** Source data **
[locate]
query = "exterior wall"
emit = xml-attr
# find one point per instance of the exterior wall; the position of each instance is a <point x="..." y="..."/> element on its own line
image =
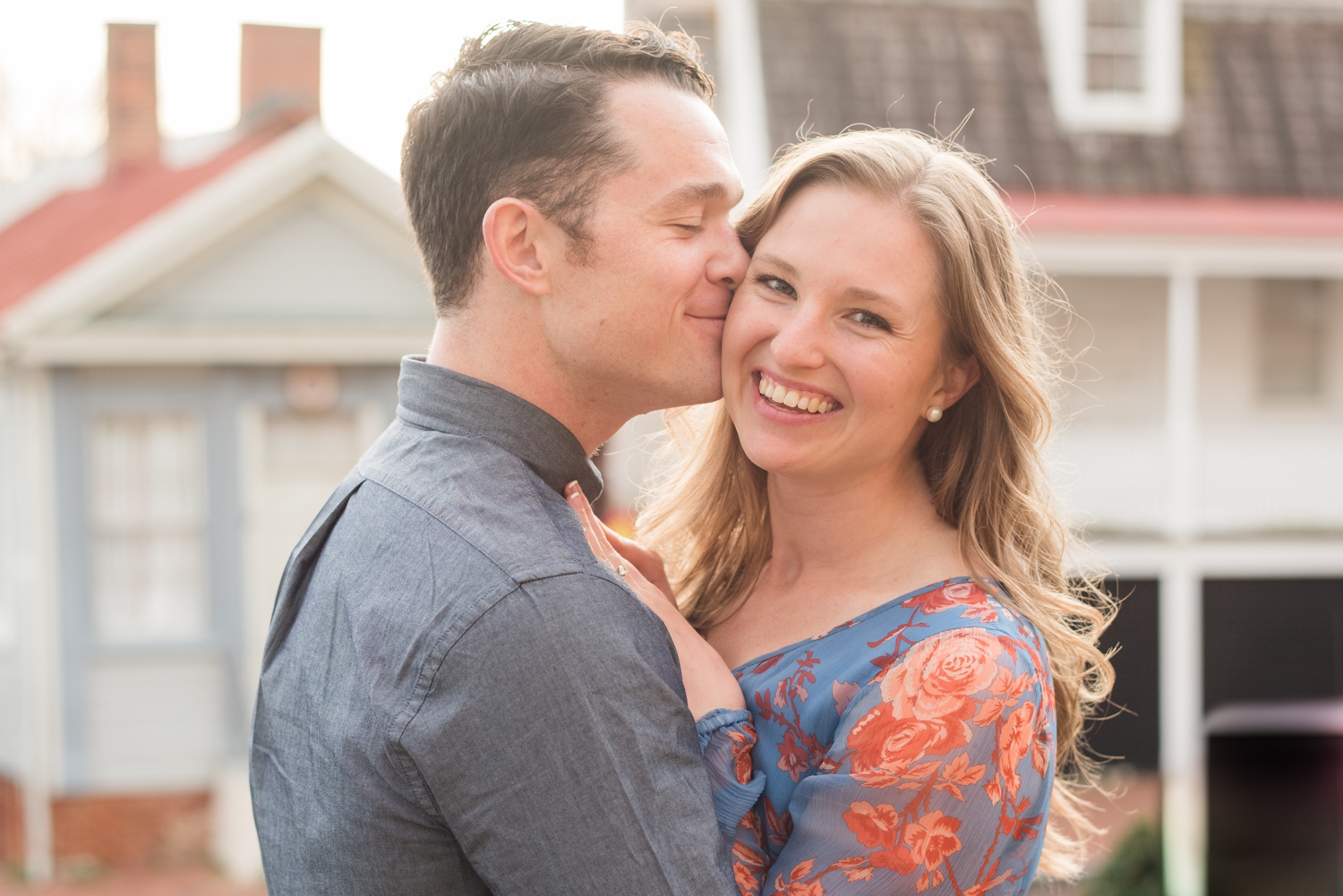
<point x="1108" y="452"/>
<point x="1264" y="465"/>
<point x="1268" y="465"/>
<point x="167" y="716"/>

** Written problem **
Rewrite the data with "exterior wall" changed to "outer wall" everywhere it occurs, keeping everything else the same. Omit the pictures from your version.

** Task result **
[locate]
query = "outer wall"
emit = xml-attr
# find one point per instance of the outer wall; the position of each instance is a <point x="..." y="..."/> element on its own line
image =
<point x="1108" y="452"/>
<point x="1264" y="465"/>
<point x="1268" y="465"/>
<point x="167" y="716"/>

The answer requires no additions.